» **Texto fornecido**:
◇ ◇ ◇ ◇ ◇ ◇ ◇

As técnicas são várias e às vezes é preciso aprender a tirar cafés ou a voar no trapézio

15 de julho de 2018 às 00:30

Vestir a pele dos outros não é fácil, mas esse é o dia a dia dos atores. As estratégias são mais que muitas, num vale tudo que vai desde exercícios de improviso a trabalho de campo que já levou muitos atores profissionais a aprender a tirar cafés, a tocar violino ou a passar uns dias no hospital. Tudo em nome da credibilidade que se quer ver e aplaudir, no palco ou no ecrã.

◇ ◇ ◇ ◇ ◇ ◇ ◇

» **Enunciado da tarefa**:
Indique, por favor, se cada afirmação concorda com o texto fornecido acima, respondendo sim ou não e citando sem alterações as palavras do texto que o decidem. 1. Há atores profissionais que aprenderam a tocar violino. 2. Vestir a pele dos outros é fácil. 3. As estratégias dos atores limitam-se a exercícios de improviso.

◇ ◇ ◇ ◇ ◇ ◇ ◇

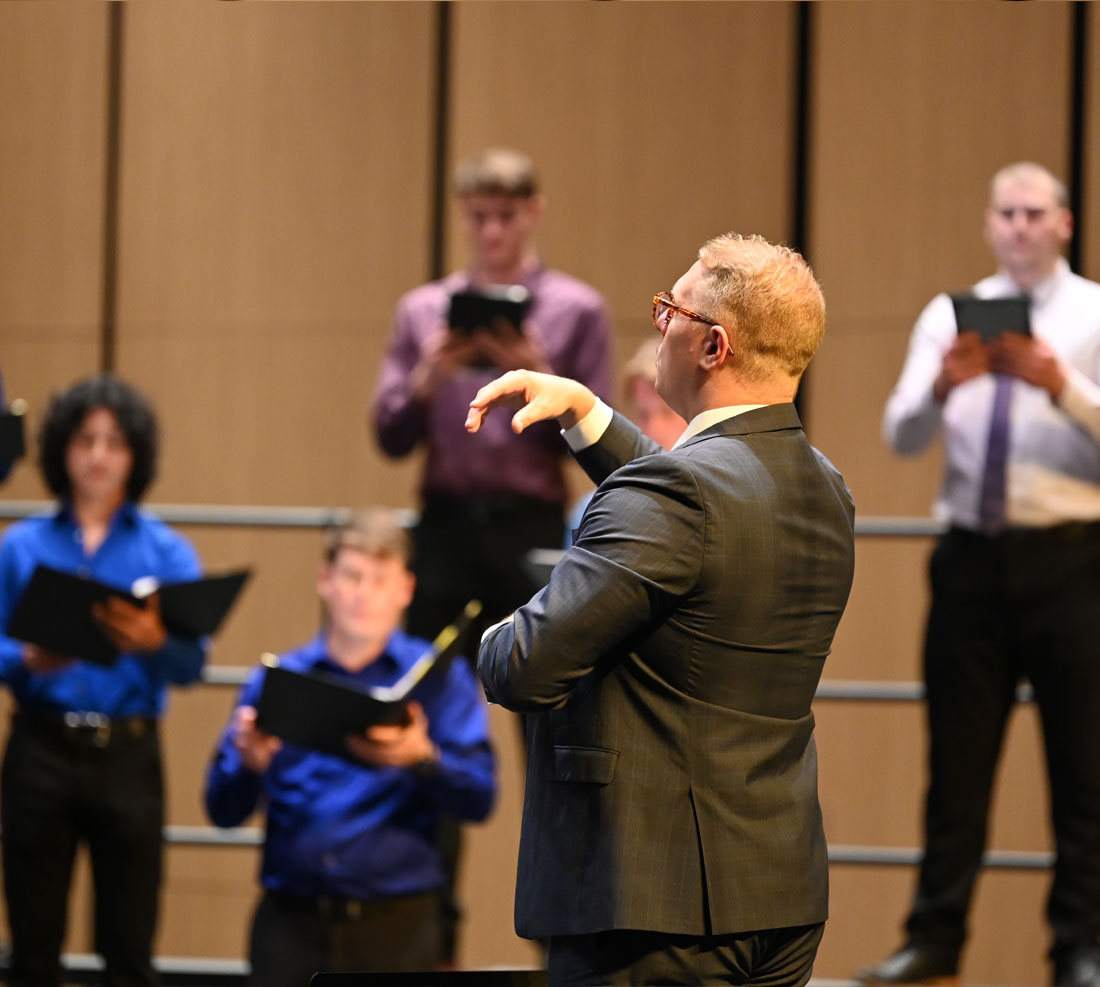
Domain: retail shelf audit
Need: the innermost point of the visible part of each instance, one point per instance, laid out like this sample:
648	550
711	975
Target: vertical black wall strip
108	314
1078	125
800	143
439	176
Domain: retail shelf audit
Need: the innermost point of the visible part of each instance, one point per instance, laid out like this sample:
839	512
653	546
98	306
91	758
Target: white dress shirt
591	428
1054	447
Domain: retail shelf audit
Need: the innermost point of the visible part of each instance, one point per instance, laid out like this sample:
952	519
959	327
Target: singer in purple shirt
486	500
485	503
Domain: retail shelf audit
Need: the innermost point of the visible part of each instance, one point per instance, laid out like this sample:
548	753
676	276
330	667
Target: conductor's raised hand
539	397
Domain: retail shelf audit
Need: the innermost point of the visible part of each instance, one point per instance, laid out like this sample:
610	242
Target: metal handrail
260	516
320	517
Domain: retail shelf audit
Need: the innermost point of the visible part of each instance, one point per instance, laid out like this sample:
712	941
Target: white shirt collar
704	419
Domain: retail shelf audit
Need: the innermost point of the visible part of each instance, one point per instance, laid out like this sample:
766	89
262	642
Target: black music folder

◇ ◇ ◇ ◇ ◇ ◇ ◇

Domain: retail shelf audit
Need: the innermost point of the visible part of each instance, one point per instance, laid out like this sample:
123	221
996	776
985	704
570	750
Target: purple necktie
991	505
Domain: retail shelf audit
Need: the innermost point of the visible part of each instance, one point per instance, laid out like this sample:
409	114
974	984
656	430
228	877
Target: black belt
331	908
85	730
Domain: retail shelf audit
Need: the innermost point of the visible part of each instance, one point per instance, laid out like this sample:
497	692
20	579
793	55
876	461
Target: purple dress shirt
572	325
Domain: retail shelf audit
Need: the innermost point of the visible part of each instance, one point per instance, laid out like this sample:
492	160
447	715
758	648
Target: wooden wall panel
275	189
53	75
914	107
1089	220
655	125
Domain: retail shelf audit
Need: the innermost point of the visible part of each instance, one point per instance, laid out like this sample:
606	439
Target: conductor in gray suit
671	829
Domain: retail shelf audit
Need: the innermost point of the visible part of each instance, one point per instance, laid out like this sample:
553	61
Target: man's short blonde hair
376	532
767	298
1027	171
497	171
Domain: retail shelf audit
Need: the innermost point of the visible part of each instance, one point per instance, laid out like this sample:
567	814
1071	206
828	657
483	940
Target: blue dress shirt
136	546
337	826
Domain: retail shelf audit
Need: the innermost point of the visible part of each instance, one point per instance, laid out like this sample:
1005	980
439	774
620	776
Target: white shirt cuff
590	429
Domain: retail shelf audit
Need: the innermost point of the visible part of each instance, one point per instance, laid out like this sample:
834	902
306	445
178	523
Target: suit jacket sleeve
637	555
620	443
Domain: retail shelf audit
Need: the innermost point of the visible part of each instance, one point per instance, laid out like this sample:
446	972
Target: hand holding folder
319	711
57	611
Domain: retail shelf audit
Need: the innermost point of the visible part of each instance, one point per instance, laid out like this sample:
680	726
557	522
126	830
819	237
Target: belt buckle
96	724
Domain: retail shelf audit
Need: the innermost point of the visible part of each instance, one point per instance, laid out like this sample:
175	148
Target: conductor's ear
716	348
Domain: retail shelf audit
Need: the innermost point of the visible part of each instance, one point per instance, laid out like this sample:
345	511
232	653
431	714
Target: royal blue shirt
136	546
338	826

◇ ◇ ◇ ◇ ◇ ◇ ◇

» **Resposta**:
1. Sim: "já levou muitos atores profissionais a aprender a tirar cafés, a tocar violino"
2. Não: "Vestir a pele dos outros não é fácil"
3. Não: "num vale tudo que vai desde exercícios de improviso a trabalho de campo"